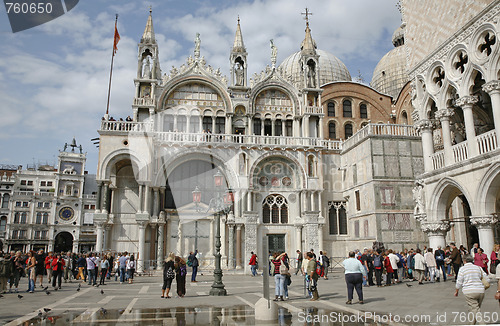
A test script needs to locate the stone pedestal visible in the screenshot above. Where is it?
[421,221,450,250]
[470,215,498,259]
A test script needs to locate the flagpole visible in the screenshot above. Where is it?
[106,14,118,119]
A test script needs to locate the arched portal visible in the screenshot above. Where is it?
[54,232,73,252]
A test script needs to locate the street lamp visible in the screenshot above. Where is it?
[193,170,234,296]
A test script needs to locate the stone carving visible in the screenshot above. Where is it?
[63,165,76,175]
[456,96,479,108]
[470,215,498,229]
[194,33,201,58]
[413,180,425,216]
[270,39,278,68]
[482,80,500,94]
[421,220,450,235]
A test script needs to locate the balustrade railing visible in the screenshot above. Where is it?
[431,151,444,170]
[451,141,469,163]
[476,130,498,154]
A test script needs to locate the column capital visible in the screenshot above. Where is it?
[436,108,455,121]
[482,80,500,94]
[421,220,450,236]
[456,95,479,108]
[415,119,435,132]
[469,215,498,229]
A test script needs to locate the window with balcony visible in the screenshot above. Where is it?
[342,100,352,118]
[328,121,337,139]
[344,123,352,139]
[327,102,335,117]
[359,103,368,119]
[328,201,347,235]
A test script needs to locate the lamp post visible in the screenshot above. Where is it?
[193,170,234,296]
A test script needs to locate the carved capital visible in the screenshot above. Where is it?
[415,119,435,132]
[421,221,450,235]
[436,108,455,121]
[482,80,500,94]
[470,215,498,229]
[456,96,479,108]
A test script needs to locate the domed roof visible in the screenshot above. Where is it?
[370,23,409,99]
[278,50,351,85]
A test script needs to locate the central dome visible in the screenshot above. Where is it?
[278,50,351,86]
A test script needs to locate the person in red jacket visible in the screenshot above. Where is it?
[45,252,54,284]
[248,251,258,276]
[51,254,65,289]
[384,251,394,286]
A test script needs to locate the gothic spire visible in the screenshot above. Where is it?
[233,16,246,52]
[141,6,156,44]
[300,8,316,54]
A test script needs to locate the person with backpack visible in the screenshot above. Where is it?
[305,252,319,301]
[188,250,199,283]
[342,251,367,304]
[175,256,187,298]
[373,249,384,287]
[0,254,12,293]
[161,252,175,299]
[272,253,286,301]
[127,255,135,284]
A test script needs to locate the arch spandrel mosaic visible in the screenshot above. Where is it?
[164,83,224,110]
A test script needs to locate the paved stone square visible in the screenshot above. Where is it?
[0,271,500,325]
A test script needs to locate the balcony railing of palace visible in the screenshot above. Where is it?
[100,121,419,152]
[431,130,498,170]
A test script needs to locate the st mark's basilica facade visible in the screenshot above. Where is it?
[93,1,500,269]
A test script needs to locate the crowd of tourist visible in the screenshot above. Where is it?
[0,249,136,294]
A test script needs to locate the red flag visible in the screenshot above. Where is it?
[113,22,120,55]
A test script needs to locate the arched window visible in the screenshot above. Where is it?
[342,100,352,118]
[262,195,288,224]
[21,212,28,224]
[2,194,10,208]
[189,116,200,133]
[253,118,262,136]
[203,117,212,132]
[307,155,314,177]
[328,121,337,139]
[177,115,187,132]
[344,123,352,139]
[328,201,347,235]
[0,216,7,232]
[359,103,368,119]
[328,102,335,117]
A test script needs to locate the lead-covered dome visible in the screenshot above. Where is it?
[278,50,351,85]
[370,24,409,99]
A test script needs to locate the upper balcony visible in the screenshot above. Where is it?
[431,129,498,170]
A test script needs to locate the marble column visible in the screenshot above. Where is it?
[95,222,104,253]
[156,219,165,270]
[236,224,242,269]
[102,181,109,214]
[227,224,236,269]
[470,215,498,259]
[436,108,455,166]
[95,181,102,213]
[421,221,450,250]
[415,120,434,172]
[456,96,479,158]
[137,222,148,273]
[483,80,500,146]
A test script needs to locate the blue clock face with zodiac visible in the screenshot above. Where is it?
[59,207,75,221]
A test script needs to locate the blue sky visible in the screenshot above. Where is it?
[0,0,401,173]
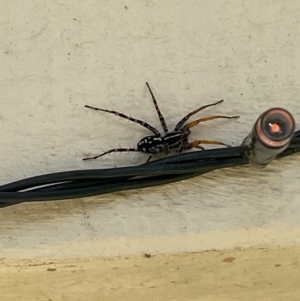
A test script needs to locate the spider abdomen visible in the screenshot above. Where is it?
[137,131,189,154]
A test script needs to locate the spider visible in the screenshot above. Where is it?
[83,82,240,162]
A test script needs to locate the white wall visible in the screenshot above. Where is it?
[0,0,300,258]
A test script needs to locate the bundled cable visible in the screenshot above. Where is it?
[0,108,300,207]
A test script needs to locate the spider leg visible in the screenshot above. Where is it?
[184,115,240,129]
[185,140,231,149]
[85,105,160,136]
[82,147,139,161]
[174,99,224,131]
[146,82,168,133]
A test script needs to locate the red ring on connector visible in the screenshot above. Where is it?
[255,108,295,148]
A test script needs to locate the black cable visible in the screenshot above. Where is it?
[0,120,300,207]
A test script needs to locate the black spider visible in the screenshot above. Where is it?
[83,82,240,162]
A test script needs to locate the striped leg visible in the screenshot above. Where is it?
[85,105,160,135]
[82,148,140,161]
[146,82,168,133]
[174,99,224,131]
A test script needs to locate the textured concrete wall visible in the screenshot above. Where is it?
[0,0,300,258]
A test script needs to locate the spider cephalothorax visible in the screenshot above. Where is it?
[83,83,239,160]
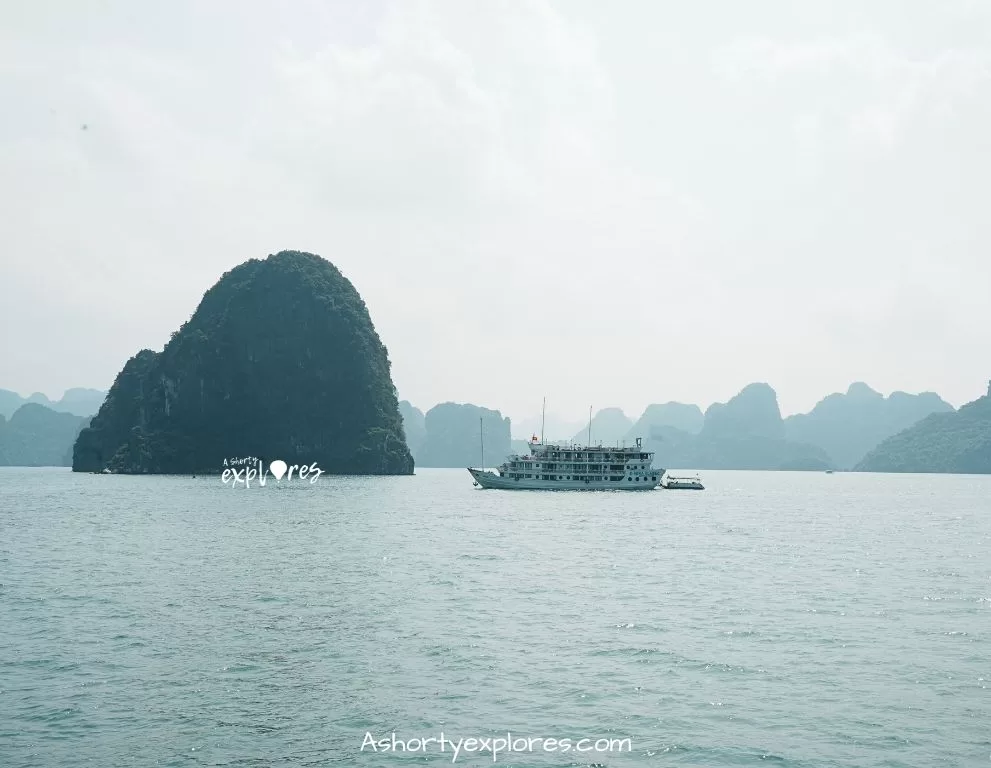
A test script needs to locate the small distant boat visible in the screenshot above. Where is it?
[661,475,705,491]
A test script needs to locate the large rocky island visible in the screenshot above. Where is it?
[72,251,413,474]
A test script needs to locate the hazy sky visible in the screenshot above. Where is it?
[0,0,991,421]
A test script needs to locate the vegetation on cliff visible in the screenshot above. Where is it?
[855,386,991,474]
[73,251,413,474]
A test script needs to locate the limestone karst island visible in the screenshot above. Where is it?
[72,251,413,475]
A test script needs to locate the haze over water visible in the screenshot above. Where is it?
[0,469,991,768]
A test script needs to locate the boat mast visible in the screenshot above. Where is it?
[540,395,547,445]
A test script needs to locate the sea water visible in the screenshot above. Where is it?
[0,469,991,768]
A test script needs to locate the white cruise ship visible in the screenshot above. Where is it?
[468,437,664,491]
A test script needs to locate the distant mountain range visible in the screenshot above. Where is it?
[400,382,955,470]
[856,383,991,474]
[0,382,991,472]
[399,400,512,467]
[0,387,107,467]
[0,403,90,467]
[0,387,107,419]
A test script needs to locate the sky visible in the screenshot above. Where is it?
[0,0,991,432]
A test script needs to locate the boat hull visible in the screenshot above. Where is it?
[468,467,664,491]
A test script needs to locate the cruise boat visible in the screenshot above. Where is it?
[468,437,664,491]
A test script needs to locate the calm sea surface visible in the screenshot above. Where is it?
[0,469,991,768]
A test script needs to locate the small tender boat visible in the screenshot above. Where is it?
[661,475,705,491]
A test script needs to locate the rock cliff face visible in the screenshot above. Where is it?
[785,382,953,469]
[73,251,413,474]
[855,387,991,474]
----
*Task to carry out*.
Arrange all of the data above as a Markdown table with the columns Row and Entry, numbering each line in order and skipping blank lines. Leave the pictures out.

*Response to this exercise*.
| Row | Entry |
|---|---|
| 1 | A test script needs to locate the stone pedestal visible in the screenshot above. Where is it? |
| 2 | [421,221,450,250] |
| 3 | [470,215,498,259] |
| 4 | A test script needs to locate the flagpole visible in the screenshot above. Where is it? |
| 5 | [106,14,118,119] |
| 6 | A test script needs to locate the arched portal visible in the screenshot above. Where is it? |
| 7 | [54,232,73,252] |
| 8 | A test script needs to locate the street lamp visible in the screenshot above. Where is it? |
| 9 | [193,170,234,296] |
| 10 | A test script needs to locate the stone carving visible in the screenshot above. Where is it? |
| 11 | [63,165,76,175] |
| 12 | [456,96,479,108] |
| 13 | [470,215,498,229] |
| 14 | [194,33,201,58] |
| 15 | [413,180,425,216] |
| 16 | [270,39,278,68] |
| 17 | [482,80,500,94] |
| 18 | [421,220,450,235] |
| 19 | A test script needs to locate the balustrade railing visible in the screenshot above. Where is it? |
| 20 | [431,151,444,170] |
| 21 | [451,141,469,163] |
| 22 | [476,130,498,154] |
| 23 | A test script needs to locate the column capital visible in the screenshot above. Where is it? |
| 24 | [436,108,455,121] |
| 25 | [482,80,500,94] |
| 26 | [421,220,450,236] |
| 27 | [456,95,479,108] |
| 28 | [415,119,435,132] |
| 29 | [469,215,498,229] |
| 30 | A test script needs to locate the window with balcony visible in the screenshot above. Where is it? |
| 31 | [342,100,352,118] |
| 32 | [328,121,337,139] |
| 33 | [344,123,352,139] |
| 34 | [327,102,335,117] |
| 35 | [359,103,368,119] |
| 36 | [328,201,347,235] |
| 37 | A test script needs to locate the lamp post visible in the screenshot above. Where is it? |
| 38 | [193,170,234,296] |
| 39 | A test script needs to locate the carved capital visible in the screenshot above. Where is it? |
| 40 | [415,119,435,132] |
| 41 | [421,221,450,235] |
| 42 | [436,108,455,121] |
| 43 | [482,80,500,94] |
| 44 | [470,215,498,229] |
| 45 | [456,96,479,108] |
| 46 | A test script needs to locate the domed roof visible in the screenshot above. Where is it? |
| 47 | [370,23,409,99] |
| 48 | [278,50,351,85] |
| 49 | A test script needs to locate the central dome visible in the screenshot above. Where is it? |
| 50 | [278,50,351,86] |
| 51 | A test script needs to locate the person in red jacket visible in the screenshot above. Where is it? |
| 52 | [45,252,54,284] |
| 53 | [248,251,258,276] |
| 54 | [51,254,65,289] |
| 55 | [384,251,394,286] |
| 56 | A test script needs to locate the gothic spire visible in the screenshot above. Where is it? |
| 57 | [233,16,246,52] |
| 58 | [141,6,156,44] |
| 59 | [300,8,316,54] |
| 60 | A test script needs to locate the person with backpack visible in the screenshot above. Where is it? |
| 61 | [305,252,319,301] |
| 62 | [188,250,199,283] |
| 63 | [342,251,367,304] |
| 64 | [175,256,187,298] |
| 65 | [373,249,384,287] |
| 66 | [0,254,12,293] |
| 67 | [161,252,175,299] |
| 68 | [272,253,286,301] |
| 69 | [127,255,135,284] |
| 70 | A test script needs to locate the arch spandrel mosaic visible in the screenshot above. Where is it? |
| 71 | [164,83,224,110] |
| 72 | A test script needs to locate the paved stone square visible in the screenshot above. Where is it? |
| 73 | [0,271,500,325] |
| 74 | A test script needs to locate the balcony railing of palace visible in the screenshot above. Where is it? |
| 75 | [100,121,419,152] |
| 76 | [431,130,498,170] |
| 77 | A test script needs to locate the st mark's basilica facade visible in the screenshot above. Where is it? |
| 78 | [93,1,500,269] |
| 79 | A test script needs to locate the crowd of tourist visible in the screenshot above. Where is it? |
| 80 | [0,249,136,294] |
| 81 | A test script needs to locate the red flag visible in the screenshot above. Where is it? |
| 82 | [113,22,120,55] |
| 83 | A test script needs to locate the arched window visible in the screenshot above. Where is it? |
| 84 | [342,100,352,118] |
| 85 | [262,195,288,224] |
| 86 | [21,212,28,224] |
| 87 | [2,194,10,208] |
| 88 | [189,116,200,133] |
| 89 | [253,118,262,136] |
| 90 | [203,117,212,132] |
| 91 | [307,155,314,177] |
| 92 | [328,121,337,139] |
| 93 | [177,115,187,132] |
| 94 | [344,123,352,139] |
| 95 | [328,201,347,235] |
| 96 | [0,216,7,232] |
| 97 | [359,103,368,119] |
| 98 | [328,102,335,117] |
| 99 | A test script needs to locate the lead-covered dome visible in the screenshot above. Where is it? |
| 100 | [278,50,351,85] |
| 101 | [370,24,409,99] |
| 102 | A test script needs to locate the upper balcony visible in the screenshot above. Where is it? |
| 103 | [431,129,498,170] |
| 104 | A test script needs to locate the marble column visible in the screenshot above. Where is it? |
| 105 | [95,222,104,253] |
| 106 | [156,219,165,270] |
| 107 | [236,224,242,269] |
| 108 | [102,181,109,214] |
| 109 | [227,224,236,269] |
| 110 | [470,215,498,259] |
| 111 | [436,108,455,166] |
| 112 | [95,181,102,213] |
| 113 | [421,221,450,250] |
| 114 | [415,120,434,172] |
| 115 | [456,96,479,158] |
| 116 | [137,222,148,273] |
| 117 | [483,80,500,146] |
| 118 | A test script needs to locate the blue clock face with zodiac visible in the screenshot above. Where is it? |
| 119 | [59,207,75,221] |
| 120 | A test script needs to locate the blue sky visible in the screenshot above. Where is it? |
| 121 | [0,0,401,173] |
| 122 | A test script needs to locate the spider abdomen visible in the screenshot above. Where is it? |
| 123 | [137,131,189,154] |
| 124 | A test script needs to locate the spider visible in the screenshot above. Where is it? |
| 125 | [83,82,240,162] |
| 126 | A test script needs to locate the white wall visible in the screenshot above. Where is it? |
| 127 | [0,0,300,258] |
| 128 | A test script needs to locate the bundled cable visible in the screenshot above. Where is it? |
| 129 | [0,108,300,207] |
| 130 | A test script needs to locate the spider leg visible in the screenshot above. Where is it? |
| 131 | [184,115,240,129] |
| 132 | [185,140,231,149] |
| 133 | [85,105,160,136] |
| 134 | [82,147,139,161] |
| 135 | [174,99,224,131] |
| 136 | [146,82,168,133] |
| 137 | A test script needs to locate the red ring on connector visible in the screenshot above. Where is it? |
| 138 | [255,108,295,148] |
| 139 | A test script needs to locate the black cable visible in the screenshot above. Where is it? |
| 140 | [0,120,300,207] |
| 141 | A test script needs to locate the black spider visible in the screenshot above. Where is it? |
| 142 | [83,82,240,162] |
| 143 | A test script needs to locate the striped leg visible in the screenshot above. Where is it? |
| 144 | [85,105,160,135] |
| 145 | [82,148,140,161] |
| 146 | [146,82,168,133] |
| 147 | [174,99,224,131] |
| 148 | A test script needs to locate the textured concrete wall visible in the screenshot above. Where is it? |
| 149 | [0,0,300,258] |
| 150 | A test script needs to locate the spider cephalothorax visible in the screenshot above. Where is it? |
| 151 | [83,83,239,160] |
| 152 | A test script needs to locate the small distant boat visible in the screenshot above. Where is it? |
| 153 | [661,475,705,491] |
| 154 | A test script needs to locate the large rocky island visible in the screenshot above. Where is it? |
| 155 | [72,251,413,474] |
| 156 | A test script needs to locate the hazy sky visible in the screenshot above. Where is it? |
| 157 | [0,0,991,421] |
| 158 | A test script needs to locate the vegetation on cliff visible in the screenshot above. Where is it? |
| 159 | [855,386,991,474] |
| 160 | [73,251,413,474] |
| 161 | A test script needs to locate the limestone karst island visible in the screenshot above. Where is it? |
| 162 | [72,251,413,475] |
| 163 | A test script needs to locate the haze over water visible in the screenshot above. Where is it? |
| 164 | [0,469,991,768] |
| 165 | A test script needs to locate the boat mast visible in the screenshot above. Where is it? |
| 166 | [540,395,547,445] |
| 167 | A test script needs to locate the sea water visible in the screenshot above. Where is it? |
| 168 | [0,469,991,768] |
| 169 | A test script needs to locate the white cruise ship visible in the screenshot above. Where is it? |
| 170 | [468,437,664,491] |
| 171 | A test script needs to locate the distant mountain range visible in the screenshot above. Where is it? |
| 172 | [400,382,955,470] |
| 173 | [856,383,991,474] |
| 174 | [0,382,991,472] |
| 175 | [399,400,512,467] |
| 176 | [0,387,107,467] |
| 177 | [0,403,90,467] |
| 178 | [0,387,107,419] |
| 179 | A test script needs to locate the sky visible in the screenshot above. Where is it? |
| 180 | [0,0,991,432] |
| 181 | A test script needs to locate the boat hull visible in the screenshot above. Where is it? |
| 182 | [468,467,664,491] |
| 183 | A test script needs to locate the cruise boat visible in the screenshot above. Where is it? |
| 184 | [468,437,664,491] |
| 185 | A test script needs to locate the calm sea surface visible in the screenshot above. Where is it? |
| 186 | [0,469,991,768] |
| 187 | A test script needs to locate the small tender boat visible in the screenshot above. Where is it? |
| 188 | [661,475,705,491] |
| 189 | A test script needs to locate the rock cliff face visible in the screenshot above. Where is it? |
| 190 | [785,382,953,469] |
| 191 | [73,251,413,474] |
| 192 | [855,387,991,474] |